Data for this task: Begin

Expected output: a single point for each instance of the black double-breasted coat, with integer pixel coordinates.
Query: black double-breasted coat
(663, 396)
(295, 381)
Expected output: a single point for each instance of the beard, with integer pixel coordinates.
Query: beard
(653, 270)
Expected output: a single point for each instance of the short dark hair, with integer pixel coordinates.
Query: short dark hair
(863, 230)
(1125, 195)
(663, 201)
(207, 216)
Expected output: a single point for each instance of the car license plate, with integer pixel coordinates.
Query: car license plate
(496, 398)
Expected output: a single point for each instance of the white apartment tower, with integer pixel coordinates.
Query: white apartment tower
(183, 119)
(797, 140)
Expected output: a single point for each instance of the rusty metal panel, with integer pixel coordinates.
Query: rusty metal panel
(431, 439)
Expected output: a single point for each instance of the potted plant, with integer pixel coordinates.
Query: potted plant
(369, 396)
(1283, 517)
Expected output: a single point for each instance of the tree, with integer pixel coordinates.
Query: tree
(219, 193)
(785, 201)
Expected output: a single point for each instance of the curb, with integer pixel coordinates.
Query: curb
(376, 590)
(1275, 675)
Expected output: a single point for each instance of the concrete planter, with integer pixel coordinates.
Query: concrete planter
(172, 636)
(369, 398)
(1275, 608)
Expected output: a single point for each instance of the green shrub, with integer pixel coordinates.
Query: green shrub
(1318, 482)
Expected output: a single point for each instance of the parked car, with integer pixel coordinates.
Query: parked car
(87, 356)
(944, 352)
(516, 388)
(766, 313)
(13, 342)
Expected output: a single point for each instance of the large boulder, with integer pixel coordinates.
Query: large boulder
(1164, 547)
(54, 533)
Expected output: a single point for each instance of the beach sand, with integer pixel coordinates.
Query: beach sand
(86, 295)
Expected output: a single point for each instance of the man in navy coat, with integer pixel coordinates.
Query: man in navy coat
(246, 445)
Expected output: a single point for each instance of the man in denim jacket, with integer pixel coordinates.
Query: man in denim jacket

Data for this task: End

→ **Aim of the exercise**
Please copy out each line of the data in which the word "jacket" occurs.

→ **Finished task**
Expected output: a single point for each instance of the man in denim jacket, with integer pixel coordinates.
Query: man in denim jacket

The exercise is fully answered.